気候変動に関する意見の劇的なシフトを説明しようとする社会科学者たちが、大いに注目しているひとつの現象を説明している。イェール大学の文化的認知プロジェクトに籍を置く研究者たちは、政治的ないし文化的な世界観が、「地球温暖化についての個人の意見を、他のどの個人的特徴よりも雄弁に」説明することを発見した。
「平等主義」や「共同体主義」の強い世界観を持つ人(集合的行動と社会正義を好み、不平等への懸念、企業権力への猜疑を特徴とする)は、圧倒的多数が気候変動に関する科学的コンセンサスを受け入れる。一方、「階級秩序的」で「個人主義」の強い世界観を持つ人(貧困層やマイノリティに対する政府支援に反対し、産業の発展を強く支持し、人の境遇は本人の努力の結果だという信念が特徴)は、圧倒的多数が、科学的コンセンサスを否定する。
たとえば、米国人の中で「階級秩序的」な見方をもっとも強く示すグループのうち、気候変動を「大きなリスク」と評価するのはたった11%だ。これに対して「平等主義」な見方を最も強く示すグループでは69%に達する。この研究の筆頭著者であるイェール大学の法学教授ダン・ケイハンは「世界観」と気候科学の受容との間の密接な相関関係を「文化的認知」に起因しているとしている。これは、政治的傾向に関係なく私たち全員が「良き社会のビジョンを好ましいもの」を守るようなかたちで、新しい情報をフィルタリングしているプロセスを指している。ケイハンが『ネイチャー』誌で説明したように、「人は、高貴に感じられる行為が社会にとっては有害であり、下劣と思われる行為が社会にとって有益であると信じることに当惑を覚える。というのも、そのような主張を受け入れるならば、自分と仲間の間に楔を打つことになりかねず、そんな考え方を拒絶したいという強い感情が起こるからだ」。言い換えれば、現実を否定する方が、じぶんの世界観が粉々に砕け散るのを見るよりも常に楽なのだ。これは、かつて粛清の嵐が吹き荒れるなかで頑強なスターリン主義者がとった態度であり、今日のリバタリアン気候学否定論者にも等しく当てはまる。
現実社会からの確固たる反証を突きつけられても、強力なイデオロギーを完全に消え去ることはめったにない。むしろ、それはカルトに近づき、周辺的な存在になる。少数の熱心な信者たちは常に残り、問題は当のイデオロギーにではなく、指導者が弱腰でルールを厳格に適応しなかったことにあることをお互いに確認する。この手の人々はスターリン主義の左翼にも存在するし、ネオナチの右翼にも存在する。現在の歴史の段階においては、市場原理主義者も同じように社会の片隅へと逃避して、人知れず『選択の自由』と『肩をすくめるアトラス』を慈しんで過ごすのがふさわしかったのだ。そのような運命から彼らが救われているのは、ひとえに、小さな政府について彼らの思想が、どれほど現実との齟齬が明白であったとしても、世界の億万長者たちにとってはいまも非常に実利があるため、チャールズとデヴィッドのコーク兄弟やエクソンモービルの同類たちが金と着物を与えてシンクタンクで飼っているからだ。

» **検討する資料**
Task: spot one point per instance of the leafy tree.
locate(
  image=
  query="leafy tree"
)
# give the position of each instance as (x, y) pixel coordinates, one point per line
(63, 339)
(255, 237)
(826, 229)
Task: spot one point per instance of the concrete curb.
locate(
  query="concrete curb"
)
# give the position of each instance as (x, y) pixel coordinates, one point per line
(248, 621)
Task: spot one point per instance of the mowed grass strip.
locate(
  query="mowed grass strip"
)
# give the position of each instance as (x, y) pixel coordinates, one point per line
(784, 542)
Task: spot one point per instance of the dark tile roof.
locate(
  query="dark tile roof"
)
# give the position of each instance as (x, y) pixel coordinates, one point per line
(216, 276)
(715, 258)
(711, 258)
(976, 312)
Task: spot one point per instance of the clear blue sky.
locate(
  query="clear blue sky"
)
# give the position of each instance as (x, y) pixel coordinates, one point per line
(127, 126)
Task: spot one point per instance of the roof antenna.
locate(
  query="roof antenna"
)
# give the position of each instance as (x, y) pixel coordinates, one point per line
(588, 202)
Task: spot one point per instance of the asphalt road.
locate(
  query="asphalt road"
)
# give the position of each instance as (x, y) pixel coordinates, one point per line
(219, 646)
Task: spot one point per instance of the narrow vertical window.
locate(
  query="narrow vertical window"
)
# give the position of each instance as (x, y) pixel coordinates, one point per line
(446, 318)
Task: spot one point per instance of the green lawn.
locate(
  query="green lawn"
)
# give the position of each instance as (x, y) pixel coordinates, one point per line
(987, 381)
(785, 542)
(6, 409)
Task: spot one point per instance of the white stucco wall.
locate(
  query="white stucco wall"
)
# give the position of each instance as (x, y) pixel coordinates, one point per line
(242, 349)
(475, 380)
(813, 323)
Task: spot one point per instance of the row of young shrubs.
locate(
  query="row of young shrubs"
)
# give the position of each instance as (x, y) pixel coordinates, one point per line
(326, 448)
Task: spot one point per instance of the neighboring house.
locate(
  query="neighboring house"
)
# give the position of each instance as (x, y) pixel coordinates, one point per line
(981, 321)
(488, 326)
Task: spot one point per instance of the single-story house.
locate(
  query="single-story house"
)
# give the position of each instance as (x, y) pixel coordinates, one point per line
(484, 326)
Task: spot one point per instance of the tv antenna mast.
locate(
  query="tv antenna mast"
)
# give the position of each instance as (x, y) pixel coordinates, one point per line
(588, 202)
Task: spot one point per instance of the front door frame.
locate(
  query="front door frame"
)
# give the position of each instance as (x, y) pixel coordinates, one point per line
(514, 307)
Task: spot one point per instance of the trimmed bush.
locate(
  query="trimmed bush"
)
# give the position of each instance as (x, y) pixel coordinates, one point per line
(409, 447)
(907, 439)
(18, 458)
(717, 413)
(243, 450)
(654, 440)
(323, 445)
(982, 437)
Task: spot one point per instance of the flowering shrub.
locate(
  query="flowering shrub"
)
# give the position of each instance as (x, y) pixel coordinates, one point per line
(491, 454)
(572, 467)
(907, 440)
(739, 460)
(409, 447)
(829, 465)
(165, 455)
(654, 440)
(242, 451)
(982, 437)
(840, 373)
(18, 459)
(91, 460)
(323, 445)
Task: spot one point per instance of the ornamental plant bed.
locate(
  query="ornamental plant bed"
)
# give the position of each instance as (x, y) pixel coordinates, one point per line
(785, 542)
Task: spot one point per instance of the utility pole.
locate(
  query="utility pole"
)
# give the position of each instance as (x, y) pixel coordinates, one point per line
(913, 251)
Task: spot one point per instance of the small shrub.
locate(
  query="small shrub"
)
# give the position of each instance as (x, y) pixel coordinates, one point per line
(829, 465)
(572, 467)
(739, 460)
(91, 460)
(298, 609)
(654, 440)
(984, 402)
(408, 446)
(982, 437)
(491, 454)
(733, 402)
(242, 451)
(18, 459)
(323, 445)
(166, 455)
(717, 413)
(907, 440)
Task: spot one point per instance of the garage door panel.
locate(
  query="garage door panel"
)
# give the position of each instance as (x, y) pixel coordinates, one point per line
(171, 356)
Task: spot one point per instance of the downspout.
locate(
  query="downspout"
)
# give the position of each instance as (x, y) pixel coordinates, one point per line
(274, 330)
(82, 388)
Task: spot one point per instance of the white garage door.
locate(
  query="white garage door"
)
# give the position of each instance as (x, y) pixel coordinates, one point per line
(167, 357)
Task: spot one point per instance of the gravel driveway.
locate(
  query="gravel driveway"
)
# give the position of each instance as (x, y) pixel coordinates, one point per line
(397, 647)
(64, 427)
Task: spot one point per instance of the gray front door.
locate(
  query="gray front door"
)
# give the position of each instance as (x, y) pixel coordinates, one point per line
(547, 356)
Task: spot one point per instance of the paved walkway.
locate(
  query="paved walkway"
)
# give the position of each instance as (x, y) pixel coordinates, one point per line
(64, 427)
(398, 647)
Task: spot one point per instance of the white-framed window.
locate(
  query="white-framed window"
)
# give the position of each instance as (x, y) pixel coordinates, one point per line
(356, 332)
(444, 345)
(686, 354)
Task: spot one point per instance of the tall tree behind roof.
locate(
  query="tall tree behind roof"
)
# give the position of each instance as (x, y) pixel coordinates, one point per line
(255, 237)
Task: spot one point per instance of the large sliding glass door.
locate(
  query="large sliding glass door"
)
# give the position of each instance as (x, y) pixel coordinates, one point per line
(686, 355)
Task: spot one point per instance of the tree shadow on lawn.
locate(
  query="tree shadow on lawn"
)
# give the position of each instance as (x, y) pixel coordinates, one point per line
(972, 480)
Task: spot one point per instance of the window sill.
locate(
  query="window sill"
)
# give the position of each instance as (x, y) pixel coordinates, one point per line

» **課題**
A - 気候変動と世界観についての文章によれば、米国人の中で「階級秩序的」な見方をもっとも強く示すグループのうち、気候変動を「大きなリスク」と評価するのは何%か答えよ。
B - 気候変動と世界観についての文章を、最後の文の後から引き継いで書き進めよ。

» **解答**
A - 11%

B -
気候変動を否定している連中とトランプのような権威主義的で身勝手な連中が実は同じ世界観を持っている人たちで構成されているというのはほんとなるほどとしか言いようがない話だ。

本書はナオミ・クラインの最新の著作だが、内容はこの10年間ぐらいの間に様々な場面で書かれた、長編レポート、論考、一般向けの講演の原稿から選ばれたものだ。

序章──「私たちは山火事だ」
1 世界に開いた穴
2 資本主義と気候の対決
3 地球工学──観測気球を上げる
4 「政治革命だけが頼みの綱」と科学が言うとき
5 気候の時間軸 vs. 永遠の現在
6 自分だけで世界を救おうとしなくてもいい
7 ラディカルな教皇庁?
8 奴らは溺れさせておけ──温暖化する世界における他者化の暴力
9 「リープ」がめざす飛躍──「無限の資源という神話」を終わらせる
10 ホットな地球のホットテイク
11 煙の季節
12 この歴史的瞬間に懸かっているもの
13 気候対策の機運を殺いだのは「人間の本性」ではない
14 プエルトリコの災害に「自然」なものは何もない
15 社会運動がグリーン・ニューディールの運命を左右する
16 グリーン・ニューディールにおけるアートの役割
エピローグ──「グリーン・ニューディール」推進の要旨


クラインはこれらの文章を時系列順に並べたと述べている。ご本人の意図とは異なるけれども彼女の本を順次読んできて気候危機に対して多いに懸念を抱いてきた僕個人としても、当初の頑迷な否定や誹謗中傷にまみれていた地球温暖化の話は、同時にオーストラリアの未曾有の山火事やBP社による海洋汚染や日本の福島第二原発による放射能汚染と、それにも関わらず逆行的な日本のエネルギー政策や、毎年被害が拡大・深刻化する日本の風水害をはじめとする異常気象があって、気候危機に対する人類の動きはとても間に合わないのではないかと憂鬱な思いに繋がっていた。
しかし、近年ICPPの報告書の開示があり、トゥーンベリの登場があり、本書の中核となっている「グリーン・ニューディール」の考え方の拡散・浸透があり、日本でもNHKが気候変動までの対応期限があと10年に迫っていると明確に宣言する特集番組を組むまでに広がりをみせてきたことと同期し、本書は強く勇気づけてくれるものとなっていました。

ICPP報告書について

その報告書は、地球全体の温暖化を摂氏1.5度(華氏2.7度)未満に抑えることの影響を調査したものだった。すでに約1.7℃の温暖化が起きており、それによって自然災害が深刻化している現状から勘案すると、1.5℃の閾値を下回る幅に温暖化を食い止めるということは、人類がほんとうに破壊的な展開を回避する最良のチャンスであることがわかった、と報告書は述べている。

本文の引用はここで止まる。